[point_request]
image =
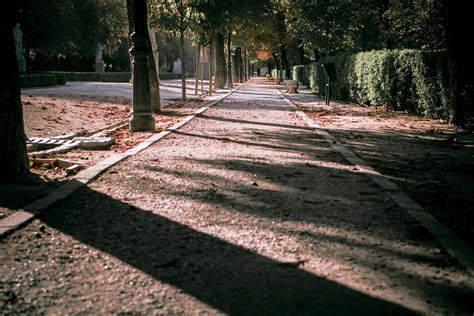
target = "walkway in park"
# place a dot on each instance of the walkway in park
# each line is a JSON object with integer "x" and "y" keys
{"x": 170, "y": 90}
{"x": 244, "y": 210}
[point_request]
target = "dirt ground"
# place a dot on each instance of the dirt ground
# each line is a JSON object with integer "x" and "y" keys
{"x": 432, "y": 161}
{"x": 243, "y": 211}
{"x": 54, "y": 115}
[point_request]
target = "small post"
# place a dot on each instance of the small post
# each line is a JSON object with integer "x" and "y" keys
{"x": 326, "y": 93}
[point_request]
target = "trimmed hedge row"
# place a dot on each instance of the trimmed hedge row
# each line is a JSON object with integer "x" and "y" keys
{"x": 412, "y": 80}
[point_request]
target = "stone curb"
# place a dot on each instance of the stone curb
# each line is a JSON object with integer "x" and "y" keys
{"x": 455, "y": 246}
{"x": 23, "y": 216}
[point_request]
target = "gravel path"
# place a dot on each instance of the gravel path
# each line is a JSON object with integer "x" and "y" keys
{"x": 242, "y": 211}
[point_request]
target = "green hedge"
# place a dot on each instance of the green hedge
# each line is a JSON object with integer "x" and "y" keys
{"x": 411, "y": 80}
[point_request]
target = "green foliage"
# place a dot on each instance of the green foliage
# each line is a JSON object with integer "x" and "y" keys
{"x": 72, "y": 27}
{"x": 302, "y": 74}
{"x": 412, "y": 80}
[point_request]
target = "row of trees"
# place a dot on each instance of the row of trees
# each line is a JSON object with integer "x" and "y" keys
{"x": 294, "y": 31}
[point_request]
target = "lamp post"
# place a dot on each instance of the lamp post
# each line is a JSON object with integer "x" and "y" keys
{"x": 142, "y": 118}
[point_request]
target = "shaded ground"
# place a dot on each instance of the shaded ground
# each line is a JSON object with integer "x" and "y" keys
{"x": 430, "y": 160}
{"x": 92, "y": 106}
{"x": 242, "y": 211}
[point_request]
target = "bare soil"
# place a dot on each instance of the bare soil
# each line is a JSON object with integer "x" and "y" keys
{"x": 432, "y": 161}
{"x": 54, "y": 115}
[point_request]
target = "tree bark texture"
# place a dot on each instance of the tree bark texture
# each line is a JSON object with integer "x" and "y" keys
{"x": 229, "y": 62}
{"x": 13, "y": 155}
{"x": 154, "y": 72}
{"x": 285, "y": 66}
{"x": 235, "y": 67}
{"x": 183, "y": 67}
{"x": 198, "y": 69}
{"x": 460, "y": 62}
{"x": 241, "y": 66}
{"x": 220, "y": 62}
{"x": 211, "y": 66}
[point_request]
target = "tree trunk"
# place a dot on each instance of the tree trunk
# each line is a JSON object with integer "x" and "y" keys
{"x": 154, "y": 72}
{"x": 198, "y": 68}
{"x": 13, "y": 155}
{"x": 220, "y": 62}
{"x": 211, "y": 66}
{"x": 229, "y": 62}
{"x": 460, "y": 62}
{"x": 285, "y": 66}
{"x": 316, "y": 55}
{"x": 183, "y": 67}
{"x": 241, "y": 66}
{"x": 300, "y": 53}
{"x": 131, "y": 27}
{"x": 276, "y": 61}
{"x": 235, "y": 68}
{"x": 246, "y": 77}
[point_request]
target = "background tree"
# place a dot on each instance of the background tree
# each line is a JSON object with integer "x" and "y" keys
{"x": 174, "y": 16}
{"x": 13, "y": 156}
{"x": 70, "y": 30}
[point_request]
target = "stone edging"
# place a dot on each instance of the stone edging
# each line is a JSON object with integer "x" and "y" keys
{"x": 21, "y": 217}
{"x": 455, "y": 246}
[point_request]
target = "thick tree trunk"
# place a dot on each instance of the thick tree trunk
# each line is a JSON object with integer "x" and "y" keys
{"x": 131, "y": 27}
{"x": 246, "y": 75}
{"x": 300, "y": 53}
{"x": 460, "y": 62}
{"x": 220, "y": 61}
{"x": 285, "y": 66}
{"x": 154, "y": 72}
{"x": 197, "y": 73}
{"x": 229, "y": 62}
{"x": 211, "y": 66}
{"x": 316, "y": 55}
{"x": 276, "y": 62}
{"x": 235, "y": 67}
{"x": 183, "y": 67}
{"x": 241, "y": 65}
{"x": 13, "y": 155}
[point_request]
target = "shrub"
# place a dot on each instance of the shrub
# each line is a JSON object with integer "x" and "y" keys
{"x": 412, "y": 80}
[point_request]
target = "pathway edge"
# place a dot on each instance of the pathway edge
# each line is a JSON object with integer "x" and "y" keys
{"x": 455, "y": 246}
{"x": 26, "y": 214}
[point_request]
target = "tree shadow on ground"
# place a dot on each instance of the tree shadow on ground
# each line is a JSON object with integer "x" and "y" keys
{"x": 226, "y": 276}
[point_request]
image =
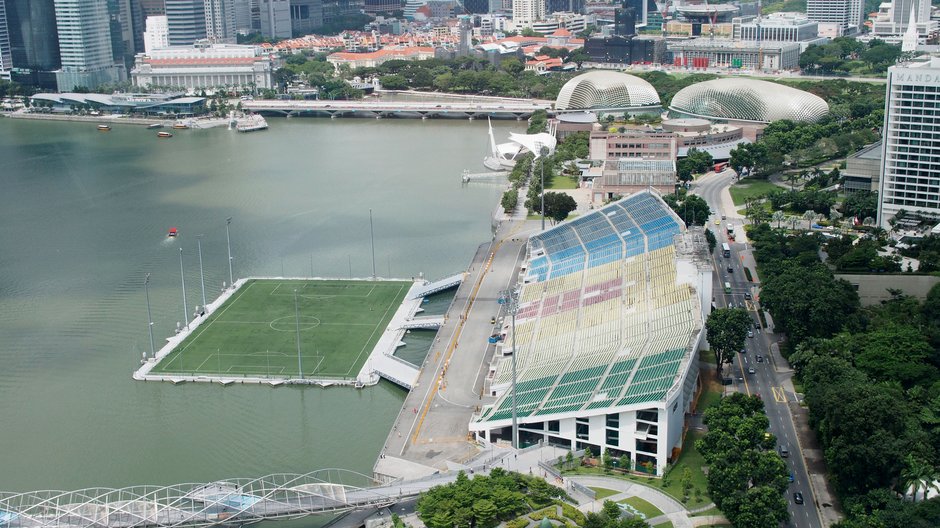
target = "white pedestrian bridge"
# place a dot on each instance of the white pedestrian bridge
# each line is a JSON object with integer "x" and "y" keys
{"x": 231, "y": 502}
{"x": 508, "y": 109}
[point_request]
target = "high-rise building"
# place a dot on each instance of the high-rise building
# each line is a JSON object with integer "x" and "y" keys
{"x": 157, "y": 35}
{"x": 381, "y": 6}
{"x": 911, "y": 146}
{"x": 306, "y": 16}
{"x": 85, "y": 45}
{"x": 6, "y": 56}
{"x": 186, "y": 20}
{"x": 893, "y": 20}
{"x": 847, "y": 14}
{"x": 524, "y": 12}
{"x": 220, "y": 21}
{"x": 275, "y": 18}
{"x": 140, "y": 10}
{"x": 34, "y": 43}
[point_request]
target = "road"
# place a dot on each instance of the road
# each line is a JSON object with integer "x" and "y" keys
{"x": 765, "y": 380}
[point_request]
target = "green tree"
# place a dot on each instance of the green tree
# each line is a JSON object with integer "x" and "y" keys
{"x": 726, "y": 330}
{"x": 807, "y": 301}
{"x": 559, "y": 205}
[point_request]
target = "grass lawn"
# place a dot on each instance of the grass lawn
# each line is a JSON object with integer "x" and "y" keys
{"x": 643, "y": 507}
{"x": 254, "y": 333}
{"x": 710, "y": 396}
{"x": 603, "y": 493}
{"x": 748, "y": 188}
{"x": 562, "y": 182}
{"x": 690, "y": 458}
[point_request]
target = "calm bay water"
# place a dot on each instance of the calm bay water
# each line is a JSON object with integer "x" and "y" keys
{"x": 83, "y": 217}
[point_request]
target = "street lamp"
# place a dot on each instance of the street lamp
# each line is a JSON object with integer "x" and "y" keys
{"x": 228, "y": 240}
{"x": 511, "y": 298}
{"x": 183, "y": 282}
{"x": 543, "y": 152}
{"x": 202, "y": 276}
{"x": 149, "y": 315}
{"x": 300, "y": 365}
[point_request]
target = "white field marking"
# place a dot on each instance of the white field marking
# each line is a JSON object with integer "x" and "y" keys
{"x": 374, "y": 329}
{"x": 202, "y": 328}
{"x": 247, "y": 369}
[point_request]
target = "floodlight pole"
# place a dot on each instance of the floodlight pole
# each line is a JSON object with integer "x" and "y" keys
{"x": 372, "y": 237}
{"x": 228, "y": 240}
{"x": 300, "y": 364}
{"x": 153, "y": 353}
{"x": 202, "y": 275}
{"x": 183, "y": 282}
{"x": 512, "y": 297}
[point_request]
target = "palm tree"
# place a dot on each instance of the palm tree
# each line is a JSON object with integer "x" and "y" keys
{"x": 914, "y": 476}
{"x": 808, "y": 217}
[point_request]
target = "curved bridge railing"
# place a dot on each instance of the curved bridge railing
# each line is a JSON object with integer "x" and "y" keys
{"x": 229, "y": 502}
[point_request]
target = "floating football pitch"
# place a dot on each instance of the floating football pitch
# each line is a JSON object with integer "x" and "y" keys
{"x": 254, "y": 333}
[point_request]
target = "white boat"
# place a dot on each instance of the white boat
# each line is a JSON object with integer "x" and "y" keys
{"x": 503, "y": 156}
{"x": 251, "y": 123}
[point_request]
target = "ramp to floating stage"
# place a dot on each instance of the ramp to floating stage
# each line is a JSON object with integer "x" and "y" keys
{"x": 436, "y": 286}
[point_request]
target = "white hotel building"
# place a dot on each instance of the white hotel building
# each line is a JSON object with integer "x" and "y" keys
{"x": 910, "y": 172}
{"x": 204, "y": 66}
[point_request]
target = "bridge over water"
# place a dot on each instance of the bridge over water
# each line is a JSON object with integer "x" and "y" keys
{"x": 381, "y": 109}
{"x": 229, "y": 502}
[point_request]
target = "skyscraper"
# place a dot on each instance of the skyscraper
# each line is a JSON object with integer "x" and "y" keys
{"x": 275, "y": 18}
{"x": 6, "y": 56}
{"x": 186, "y": 20}
{"x": 220, "y": 21}
{"x": 848, "y": 14}
{"x": 524, "y": 12}
{"x": 85, "y": 45}
{"x": 911, "y": 145}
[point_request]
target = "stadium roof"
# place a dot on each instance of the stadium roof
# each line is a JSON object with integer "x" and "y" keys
{"x": 606, "y": 89}
{"x": 603, "y": 320}
{"x": 748, "y": 100}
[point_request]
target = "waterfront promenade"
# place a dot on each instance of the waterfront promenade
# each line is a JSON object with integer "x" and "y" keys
{"x": 430, "y": 434}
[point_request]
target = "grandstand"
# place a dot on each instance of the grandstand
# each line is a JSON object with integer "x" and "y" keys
{"x": 608, "y": 321}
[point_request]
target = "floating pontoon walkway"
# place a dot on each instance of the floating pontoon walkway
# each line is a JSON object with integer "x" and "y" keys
{"x": 436, "y": 286}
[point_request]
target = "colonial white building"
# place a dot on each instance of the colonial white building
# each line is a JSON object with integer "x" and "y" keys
{"x": 204, "y": 66}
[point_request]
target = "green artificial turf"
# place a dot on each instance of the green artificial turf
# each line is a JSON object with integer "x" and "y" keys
{"x": 254, "y": 333}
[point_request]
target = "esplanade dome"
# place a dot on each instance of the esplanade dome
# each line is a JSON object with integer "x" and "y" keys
{"x": 606, "y": 90}
{"x": 748, "y": 100}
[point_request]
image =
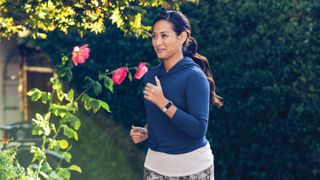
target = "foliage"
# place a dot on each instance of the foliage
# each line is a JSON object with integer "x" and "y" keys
{"x": 105, "y": 151}
{"x": 63, "y": 106}
{"x": 9, "y": 167}
{"x": 265, "y": 59}
{"x": 38, "y": 17}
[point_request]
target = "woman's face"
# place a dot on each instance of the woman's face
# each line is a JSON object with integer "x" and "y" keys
{"x": 165, "y": 41}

-*-*-

- TO BE DONE -
List every line of the data above that contains the word "building".

- ANSWER -
target = "high-rise building"
# place a dot on each instance of the high-rise building
target = "white hotel building"
# place a dot on each instance of the white hotel building
target = "colonial white building"
# place a dot on each instance of the colonial white building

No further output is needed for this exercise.